→ **What to produce**
Copy every line of the records below, requests included, but shift each bounding-box coordinate in the answers by adding -64 to it.
- - - -
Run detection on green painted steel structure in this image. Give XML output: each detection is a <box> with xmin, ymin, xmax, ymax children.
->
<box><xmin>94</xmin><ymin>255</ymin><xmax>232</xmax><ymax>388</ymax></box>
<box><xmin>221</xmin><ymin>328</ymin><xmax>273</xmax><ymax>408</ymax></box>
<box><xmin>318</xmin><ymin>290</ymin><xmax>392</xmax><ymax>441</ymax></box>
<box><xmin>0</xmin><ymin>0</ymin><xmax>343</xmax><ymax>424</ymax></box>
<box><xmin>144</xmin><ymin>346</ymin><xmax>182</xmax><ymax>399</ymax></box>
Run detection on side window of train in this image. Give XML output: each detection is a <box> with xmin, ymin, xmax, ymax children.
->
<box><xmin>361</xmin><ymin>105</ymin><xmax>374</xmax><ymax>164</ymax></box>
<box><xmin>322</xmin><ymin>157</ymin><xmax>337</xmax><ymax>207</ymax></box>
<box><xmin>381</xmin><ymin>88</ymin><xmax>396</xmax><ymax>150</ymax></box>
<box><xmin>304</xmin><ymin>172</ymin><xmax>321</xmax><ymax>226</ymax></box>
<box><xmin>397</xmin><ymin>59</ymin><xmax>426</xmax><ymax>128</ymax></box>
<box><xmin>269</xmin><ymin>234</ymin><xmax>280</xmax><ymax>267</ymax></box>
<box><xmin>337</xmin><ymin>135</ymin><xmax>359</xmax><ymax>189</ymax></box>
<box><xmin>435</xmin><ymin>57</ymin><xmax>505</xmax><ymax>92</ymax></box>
- - - -
→ **Result**
Run detection on green painted steel structure in this image. Give XML output: each detection is a <box> with xmin, ymin, xmax, ymax children.
->
<box><xmin>30</xmin><ymin>191</ymin><xmax>168</xmax><ymax>324</ymax></box>
<box><xmin>157</xmin><ymin>264</ymin><xmax>209</xmax><ymax>344</ymax></box>
<box><xmin>254</xmin><ymin>226</ymin><xmax>328</xmax><ymax>377</ymax></box>
<box><xmin>-64</xmin><ymin>-64</ymin><xmax>279</xmax><ymax>360</ymax></box>
<box><xmin>80</xmin><ymin>282</ymin><xmax>118</xmax><ymax>335</ymax></box>
Run detection on side window of train in this image. Give XML output: each detection is a <box> with xmin, ymin, xmax, ymax children.
->
<box><xmin>297</xmin><ymin>41</ymin><xmax>310</xmax><ymax>100</ymax></box>
<box><xmin>258</xmin><ymin>93</ymin><xmax>273</xmax><ymax>143</ymax></box>
<box><xmin>317</xmin><ymin>24</ymin><xmax>332</xmax><ymax>86</ymax></box>
<box><xmin>240</xmin><ymin>108</ymin><xmax>257</xmax><ymax>162</ymax></box>
<box><xmin>333</xmin><ymin>-5</ymin><xmax>362</xmax><ymax>64</ymax></box>
<box><xmin>205</xmin><ymin>170</ymin><xmax>216</xmax><ymax>203</ymax></box>
<box><xmin>273</xmin><ymin>71</ymin><xmax>295</xmax><ymax>125</ymax></box>
<box><xmin>371</xmin><ymin>-7</ymin><xmax>441</xmax><ymax>28</ymax></box>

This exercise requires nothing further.